■ **WHAT YOU ARE ASKED TO DO**
What is needed is an exact copy of the line with "(format x=112, y=410)" and all lines that follow it in the entries below, the last line included.

(DATA FOR THIS TASK Opens)

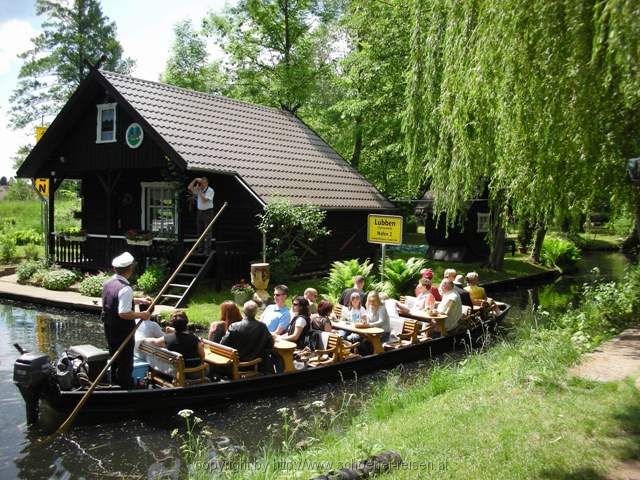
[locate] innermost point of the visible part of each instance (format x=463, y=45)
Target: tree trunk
x=357, y=144
x=633, y=239
x=496, y=257
x=541, y=231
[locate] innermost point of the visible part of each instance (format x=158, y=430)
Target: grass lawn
x=511, y=412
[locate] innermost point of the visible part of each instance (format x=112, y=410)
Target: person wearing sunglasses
x=276, y=316
x=299, y=325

(DATA FOR THIS TASK Closes)

■ **OUTPUT OF THE EXERCISE**
[locate] innermost point of the visible part of each instance (format x=112, y=410)
Target: person wearing sunglasses
x=276, y=316
x=299, y=325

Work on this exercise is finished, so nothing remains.